- REQUIRED WORK: State how many lines of the data below contain the string "step", matching case exactly, and reply with the number alone.

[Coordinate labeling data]
○ ○ ○

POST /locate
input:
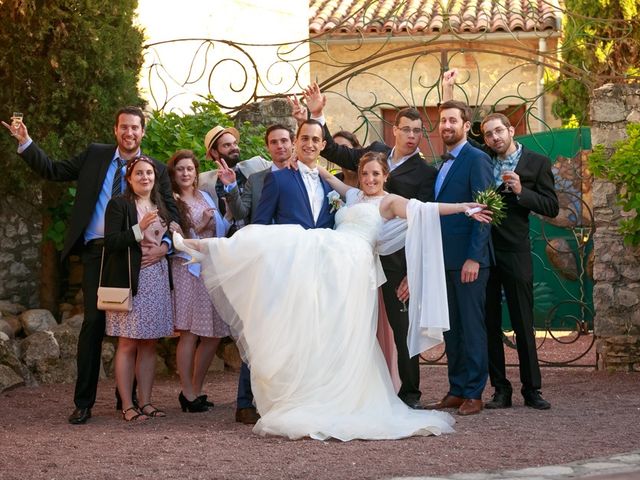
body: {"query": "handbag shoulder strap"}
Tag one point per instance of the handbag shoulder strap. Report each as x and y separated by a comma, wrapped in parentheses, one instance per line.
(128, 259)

○ ○ ○

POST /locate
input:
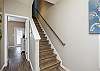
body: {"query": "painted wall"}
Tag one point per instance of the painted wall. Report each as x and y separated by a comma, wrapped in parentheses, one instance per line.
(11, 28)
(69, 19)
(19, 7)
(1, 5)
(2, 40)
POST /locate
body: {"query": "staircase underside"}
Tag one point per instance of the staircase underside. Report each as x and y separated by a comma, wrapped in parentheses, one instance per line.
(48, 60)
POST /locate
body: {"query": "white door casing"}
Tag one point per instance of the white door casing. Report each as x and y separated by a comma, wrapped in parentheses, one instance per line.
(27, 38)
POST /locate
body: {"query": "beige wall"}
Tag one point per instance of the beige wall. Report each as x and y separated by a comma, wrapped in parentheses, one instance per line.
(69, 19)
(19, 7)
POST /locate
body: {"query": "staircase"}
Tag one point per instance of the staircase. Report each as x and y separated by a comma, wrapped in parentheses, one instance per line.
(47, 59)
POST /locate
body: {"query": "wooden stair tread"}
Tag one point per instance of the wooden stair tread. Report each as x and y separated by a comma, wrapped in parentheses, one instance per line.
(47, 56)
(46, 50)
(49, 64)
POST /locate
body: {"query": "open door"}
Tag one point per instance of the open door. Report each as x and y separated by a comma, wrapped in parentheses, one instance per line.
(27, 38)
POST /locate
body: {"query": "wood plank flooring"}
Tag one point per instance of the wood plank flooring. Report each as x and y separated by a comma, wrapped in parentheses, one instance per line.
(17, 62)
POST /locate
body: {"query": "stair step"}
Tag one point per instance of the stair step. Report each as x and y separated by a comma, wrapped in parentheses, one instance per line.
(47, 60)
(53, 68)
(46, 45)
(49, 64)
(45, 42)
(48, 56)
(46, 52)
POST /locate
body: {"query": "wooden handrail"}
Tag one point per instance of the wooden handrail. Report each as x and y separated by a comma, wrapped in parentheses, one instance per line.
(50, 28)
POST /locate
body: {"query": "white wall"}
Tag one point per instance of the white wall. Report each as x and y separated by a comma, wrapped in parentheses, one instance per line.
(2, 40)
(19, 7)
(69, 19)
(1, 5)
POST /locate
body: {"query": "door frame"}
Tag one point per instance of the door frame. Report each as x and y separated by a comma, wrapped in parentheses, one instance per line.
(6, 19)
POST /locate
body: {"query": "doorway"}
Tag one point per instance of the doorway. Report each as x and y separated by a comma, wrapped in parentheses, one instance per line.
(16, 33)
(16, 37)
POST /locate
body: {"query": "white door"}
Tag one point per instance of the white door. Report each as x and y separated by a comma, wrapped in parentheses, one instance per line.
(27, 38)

○ ○ ○

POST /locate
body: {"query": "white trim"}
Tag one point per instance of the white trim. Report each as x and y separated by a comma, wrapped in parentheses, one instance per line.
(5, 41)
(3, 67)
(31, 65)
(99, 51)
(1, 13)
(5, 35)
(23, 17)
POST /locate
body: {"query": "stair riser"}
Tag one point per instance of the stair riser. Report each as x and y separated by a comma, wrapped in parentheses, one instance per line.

○ ○ ○

- FULL ANSWER: 2